Written task: The records that follow are to be repeated exactly, with the pictures removed.

Data entries:
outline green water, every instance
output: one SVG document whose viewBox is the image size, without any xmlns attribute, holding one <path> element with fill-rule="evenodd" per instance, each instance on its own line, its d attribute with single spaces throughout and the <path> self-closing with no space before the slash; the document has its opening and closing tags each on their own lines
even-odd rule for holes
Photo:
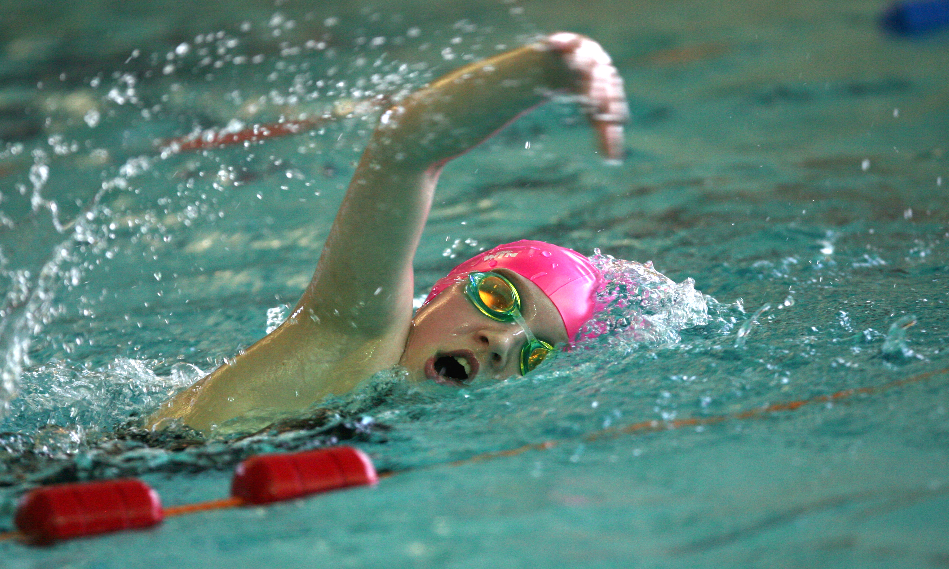
<svg viewBox="0 0 949 569">
<path fill-rule="evenodd" d="M 4 541 L 2 564 L 949 565 L 949 35 L 888 37 L 884 6 L 0 9 L 0 340 L 10 374 L 28 356 L 0 419 L 0 529 L 50 482 L 140 475 L 166 505 L 221 498 L 260 451 L 344 441 L 397 472 L 145 532 Z M 602 164 L 568 103 L 523 118 L 446 168 L 417 292 L 483 247 L 542 239 L 695 279 L 706 325 L 470 390 L 383 375 L 283 432 L 129 427 L 296 301 L 374 116 L 165 158 L 157 140 L 397 94 L 555 29 L 614 56 L 629 158 Z M 740 418 L 792 401 L 811 402 Z"/>
</svg>

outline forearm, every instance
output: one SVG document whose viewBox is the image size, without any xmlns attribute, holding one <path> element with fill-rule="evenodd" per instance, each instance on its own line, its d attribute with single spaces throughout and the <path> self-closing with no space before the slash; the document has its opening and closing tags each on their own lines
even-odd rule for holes
<svg viewBox="0 0 949 569">
<path fill-rule="evenodd" d="M 599 45 L 577 34 L 465 65 L 388 109 L 298 308 L 370 335 L 411 318 L 412 258 L 441 167 L 561 90 L 582 96 L 607 156 L 618 156 L 622 80 Z"/>
</svg>

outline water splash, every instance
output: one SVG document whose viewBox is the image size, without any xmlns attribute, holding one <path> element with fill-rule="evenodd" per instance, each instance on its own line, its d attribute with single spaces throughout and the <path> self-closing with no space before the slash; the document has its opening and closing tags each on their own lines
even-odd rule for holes
<svg viewBox="0 0 949 569">
<path fill-rule="evenodd" d="M 907 345 L 906 331 L 916 325 L 916 315 L 907 314 L 890 324 L 889 332 L 884 340 L 884 358 L 887 359 L 902 359 L 906 358 L 919 358 Z"/>
<path fill-rule="evenodd" d="M 786 300 L 782 306 L 791 306 L 794 303 L 792 297 L 789 296 L 788 299 L 791 299 L 790 303 Z M 754 327 L 754 324 L 758 323 L 758 317 L 768 310 L 771 310 L 771 303 L 765 303 L 760 308 L 754 311 L 754 314 L 751 318 L 738 327 L 738 331 L 735 334 L 735 347 L 743 348 L 745 346 L 745 341 L 748 340 L 748 335 L 752 333 L 752 328 Z"/>
<path fill-rule="evenodd" d="M 605 285 L 597 293 L 596 317 L 581 330 L 580 337 L 599 337 L 611 344 L 676 343 L 679 330 L 708 323 L 706 298 L 695 289 L 695 281 L 676 284 L 645 264 L 602 255 L 590 258 L 600 269 Z"/>
</svg>

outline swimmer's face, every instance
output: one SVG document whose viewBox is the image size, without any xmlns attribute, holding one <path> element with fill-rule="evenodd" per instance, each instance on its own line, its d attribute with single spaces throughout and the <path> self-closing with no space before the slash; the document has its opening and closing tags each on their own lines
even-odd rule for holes
<svg viewBox="0 0 949 569">
<path fill-rule="evenodd" d="M 521 313 L 538 340 L 567 343 L 557 307 L 533 283 L 507 269 L 496 269 L 521 298 Z M 400 363 L 415 381 L 431 379 L 464 385 L 475 378 L 505 379 L 520 375 L 521 348 L 527 341 L 516 322 L 492 320 L 478 311 L 458 282 L 422 306 L 412 321 Z"/>
</svg>

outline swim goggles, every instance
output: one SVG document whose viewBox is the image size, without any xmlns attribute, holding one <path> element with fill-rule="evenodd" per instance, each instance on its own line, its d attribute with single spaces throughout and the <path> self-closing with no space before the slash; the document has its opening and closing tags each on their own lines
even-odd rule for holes
<svg viewBox="0 0 949 569">
<path fill-rule="evenodd" d="M 528 336 L 521 348 L 521 375 L 544 361 L 553 346 L 537 340 L 521 315 L 521 297 L 513 284 L 495 272 L 473 272 L 468 275 L 465 294 L 481 314 L 502 322 L 517 322 Z"/>
</svg>

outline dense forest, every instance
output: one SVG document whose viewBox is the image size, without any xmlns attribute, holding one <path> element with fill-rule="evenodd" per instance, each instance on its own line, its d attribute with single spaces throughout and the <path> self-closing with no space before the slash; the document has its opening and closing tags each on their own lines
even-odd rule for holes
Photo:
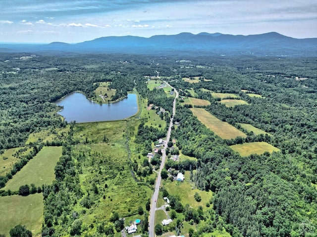
<svg viewBox="0 0 317 237">
<path fill-rule="evenodd" d="M 197 224 L 196 231 L 190 236 L 224 228 L 233 237 L 295 237 L 308 236 L 304 224 L 317 229 L 316 58 L 213 55 L 179 58 L 96 54 L 20 59 L 23 56 L 25 55 L 0 55 L 0 152 L 25 146 L 32 132 L 70 127 L 67 135 L 58 141 L 58 145 L 63 146 L 63 155 L 55 168 L 56 180 L 42 189 L 43 236 L 65 232 L 80 235 L 77 227 L 82 223 L 76 218 L 79 213 L 68 208 L 81 199 L 81 204 L 88 209 L 97 200 L 89 192 L 98 192 L 93 184 L 86 196 L 81 189 L 78 175 L 84 166 L 78 161 L 88 153 L 76 153 L 74 149 L 85 142 L 73 137 L 78 127 L 63 120 L 54 102 L 76 91 L 92 98 L 98 86 L 94 82 L 111 81 L 110 88 L 116 90 L 113 100 L 136 89 L 148 104 L 165 109 L 164 119 L 168 123 L 172 97 L 166 97 L 162 90 L 150 91 L 146 84 L 144 76 L 156 76 L 156 71 L 179 91 L 183 99 L 190 96 L 210 101 L 210 105 L 199 107 L 248 135 L 222 139 L 194 116 L 186 108 L 190 106 L 182 105 L 183 99 L 178 102 L 174 121 L 179 125 L 173 127 L 171 137 L 176 140 L 178 150 L 196 159 L 178 163 L 169 160 L 165 168 L 190 170 L 197 187 L 214 193 L 210 203 L 213 209 L 206 212 L 202 208 L 193 211 L 182 206 L 178 197 L 165 194 L 173 200 L 171 208 L 184 213 L 185 220 L 179 222 L 193 219 Z M 199 81 L 190 83 L 182 79 L 193 77 L 199 77 Z M 211 92 L 234 94 L 248 104 L 226 107 L 212 97 Z M 250 97 L 249 93 L 262 97 Z M 140 153 L 146 155 L 152 142 L 163 137 L 166 129 L 146 125 L 146 119 L 140 118 L 135 122 L 136 130 L 131 128 L 127 137 L 137 144 Z M 247 132 L 238 123 L 249 123 L 270 135 Z M 242 157 L 229 147 L 253 141 L 265 141 L 280 152 Z M 40 145 L 30 145 L 34 149 L 32 156 Z M 20 162 L 24 165 L 29 158 L 23 158 Z M 152 174 L 151 164 L 159 162 L 157 158 L 153 160 L 151 164 L 144 162 L 142 168 L 136 162 L 123 168 L 113 167 L 118 172 L 131 168 L 136 175 L 134 178 L 141 180 L 142 176 Z M 3 186 L 14 171 L 0 177 L 0 185 Z M 153 180 L 149 181 L 153 184 Z M 111 236 L 116 221 L 103 225 L 97 222 L 91 228 L 101 226 L 98 228 L 104 229 L 100 234 Z"/>
</svg>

Problem solution:
outline green water, every instance
output: one SVG document whose viewBox is the image size, without any xmlns attribute, holding one <path> element with fill-rule="evenodd" per instance, each instance on its own line, its d attribute with single spaces throughout and the <path> self-closing with no space before the slash; the document has its opening and closing tags each on their own lines
even-odd rule for holes
Photo:
<svg viewBox="0 0 949 569">
<path fill-rule="evenodd" d="M 4 541 L 2 564 L 949 565 L 949 35 L 888 37 L 884 6 L 0 9 L 0 340 L 10 374 L 28 356 L 0 419 L 0 529 L 50 482 L 140 475 L 166 505 L 221 498 L 260 451 L 344 441 L 397 472 L 145 532 Z M 602 164 L 568 103 L 523 118 L 446 168 L 417 292 L 483 247 L 542 239 L 695 279 L 706 325 L 470 390 L 383 375 L 283 432 L 129 427 L 296 301 L 374 116 L 165 158 L 157 140 L 397 94 L 555 29 L 614 56 L 629 158 Z M 740 418 L 792 401 L 811 402 Z"/>
</svg>

outline forearm, every instance
output: one SVG document whose viewBox is the image size, without any xmlns attribute, holding one <path> element with fill-rule="evenodd" per instance, each instance on its own line, its d attribute with single spaces throughout and the <path> self-closing with no space before the slash; the document has its opening and closing tags each on their own lines
even-odd rule for holes
<svg viewBox="0 0 949 569">
<path fill-rule="evenodd" d="M 599 45 L 577 34 L 465 65 L 388 109 L 298 308 L 370 335 L 411 318 L 412 258 L 441 167 L 561 90 L 582 96 L 607 156 L 618 156 L 622 80 Z"/>
</svg>

outline water splash, every instance
output: one SVG document whose viewBox is the image size, without any xmlns attribute, holding one <path> element with fill-rule="evenodd" per instance, each instance on its own line, its d attribute with single spaces throughout and the <path> self-closing with no space before the slash; the document has its opening and closing tags each on their own lines
even-odd rule for holes
<svg viewBox="0 0 949 569">
<path fill-rule="evenodd" d="M 907 345 L 906 331 L 916 325 L 916 315 L 907 314 L 890 324 L 889 332 L 884 340 L 884 358 L 887 359 L 902 359 L 906 358 L 919 358 Z"/>
<path fill-rule="evenodd" d="M 786 300 L 782 306 L 791 306 L 794 303 L 792 297 L 789 296 L 788 299 L 791 299 L 790 303 Z M 754 327 L 754 324 L 758 323 L 758 317 L 768 310 L 771 310 L 771 303 L 765 303 L 760 308 L 754 311 L 754 314 L 751 318 L 738 327 L 738 331 L 735 334 L 735 347 L 743 348 L 745 346 L 745 341 L 748 340 L 748 335 L 752 333 L 752 328 Z"/>
<path fill-rule="evenodd" d="M 605 285 L 597 293 L 596 317 L 581 330 L 580 337 L 599 337 L 611 344 L 676 343 L 679 330 L 708 323 L 706 298 L 695 289 L 695 281 L 676 284 L 645 264 L 602 255 L 590 258 L 600 269 Z"/>
</svg>

outline swimmer's face, every instance
output: one SVG document whose viewBox is the image size, without any xmlns attribute, holding one <path> element with fill-rule="evenodd" per instance, each instance on its own line, its d attribute with single spaces throughout and the <path> self-closing with no space before the slash; the document has its opening and closing tags each on their own lines
even-odd rule for holes
<svg viewBox="0 0 949 569">
<path fill-rule="evenodd" d="M 521 313 L 538 340 L 567 343 L 557 307 L 533 283 L 507 269 L 496 269 L 521 298 Z M 400 363 L 415 381 L 431 379 L 464 385 L 475 378 L 505 379 L 520 375 L 521 348 L 527 341 L 516 322 L 492 320 L 478 311 L 458 282 L 422 306 L 412 321 Z"/>
</svg>

outline swim goggles, every instance
output: one SVG document whose viewBox is the image size, without any xmlns attribute, holding one <path> element with fill-rule="evenodd" per instance, each instance on its own line, its d attribute with single spaces throughout and the <path> self-closing with no space before the slash; the document has its opening and closing tags each on their own lines
even-odd rule for holes
<svg viewBox="0 0 949 569">
<path fill-rule="evenodd" d="M 528 336 L 521 348 L 521 375 L 544 361 L 553 346 L 537 340 L 521 315 L 521 297 L 513 284 L 495 272 L 473 272 L 468 275 L 465 294 L 481 314 L 502 322 L 517 322 Z"/>
</svg>

outline dense forest, every instance
output: one SVG document whose viewBox is the image size, without any xmlns attribute, holding one <path> element with fill-rule="evenodd" per instance, each instance on its own line, its d attribute with single spaces throughout and the <path> self-closing with no space before the slash; the document has its opening and closing tags each on their own lines
even-odd rule for holes
Photo:
<svg viewBox="0 0 317 237">
<path fill-rule="evenodd" d="M 197 224 L 196 231 L 190 236 L 224 228 L 233 237 L 295 237 L 308 236 L 304 224 L 317 229 L 316 58 L 213 55 L 179 58 L 96 54 L 20 59 L 23 56 L 25 55 L 0 55 L 0 152 L 25 146 L 32 132 L 70 127 L 67 135 L 58 141 L 58 145 L 63 146 L 63 155 L 55 168 L 56 180 L 42 189 L 43 236 L 65 232 L 80 235 L 77 227 L 82 223 L 76 218 L 79 213 L 68 208 L 81 199 L 81 204 L 88 209 L 97 200 L 89 192 L 98 192 L 93 184 L 86 196 L 81 189 L 78 175 L 84 166 L 78 161 L 88 153 L 76 153 L 74 149 L 85 142 L 73 137 L 78 127 L 63 120 L 54 102 L 76 91 L 92 98 L 98 86 L 94 82 L 111 81 L 110 88 L 116 90 L 113 100 L 136 89 L 148 104 L 165 109 L 164 119 L 168 123 L 172 97 L 166 97 L 162 90 L 150 91 L 146 84 L 144 76 L 156 76 L 156 71 L 179 91 L 183 99 L 190 96 L 210 101 L 210 105 L 199 107 L 248 135 L 222 139 L 194 116 L 186 108 L 190 106 L 182 105 L 183 99 L 178 102 L 174 121 L 179 125 L 173 127 L 171 137 L 176 140 L 178 150 L 196 159 L 178 163 L 169 160 L 165 168 L 190 170 L 197 187 L 214 193 L 210 203 L 213 209 L 206 212 L 202 208 L 193 211 L 182 206 L 178 197 L 165 194 L 173 200 L 171 208 L 184 213 L 185 220 L 179 222 L 193 219 Z M 199 81 L 190 83 L 182 79 L 193 77 L 199 77 Z M 211 92 L 234 94 L 248 104 L 226 107 L 212 97 Z M 250 97 L 249 93 L 262 97 Z M 140 153 L 146 155 L 152 142 L 163 137 L 166 129 L 146 125 L 146 119 L 140 118 L 135 122 L 136 130 L 131 128 L 127 137 L 137 144 Z M 247 132 L 238 123 L 249 123 L 270 135 Z M 242 157 L 229 147 L 253 141 L 265 141 L 280 152 Z M 40 145 L 30 145 L 34 149 L 32 156 Z M 20 162 L 24 165 L 29 158 L 23 158 Z M 152 174 L 151 164 L 159 162 L 157 158 L 153 160 L 151 164 L 144 162 L 142 168 L 136 162 L 123 168 L 113 167 L 118 172 L 131 168 L 136 175 L 134 178 L 141 180 L 142 176 Z M 3 186 L 14 171 L 0 177 L 0 185 Z M 153 180 L 149 181 L 153 184 Z M 111 236 L 116 221 L 103 225 L 97 222 L 91 228 L 101 226 L 98 228 L 104 229 L 100 234 Z"/>
</svg>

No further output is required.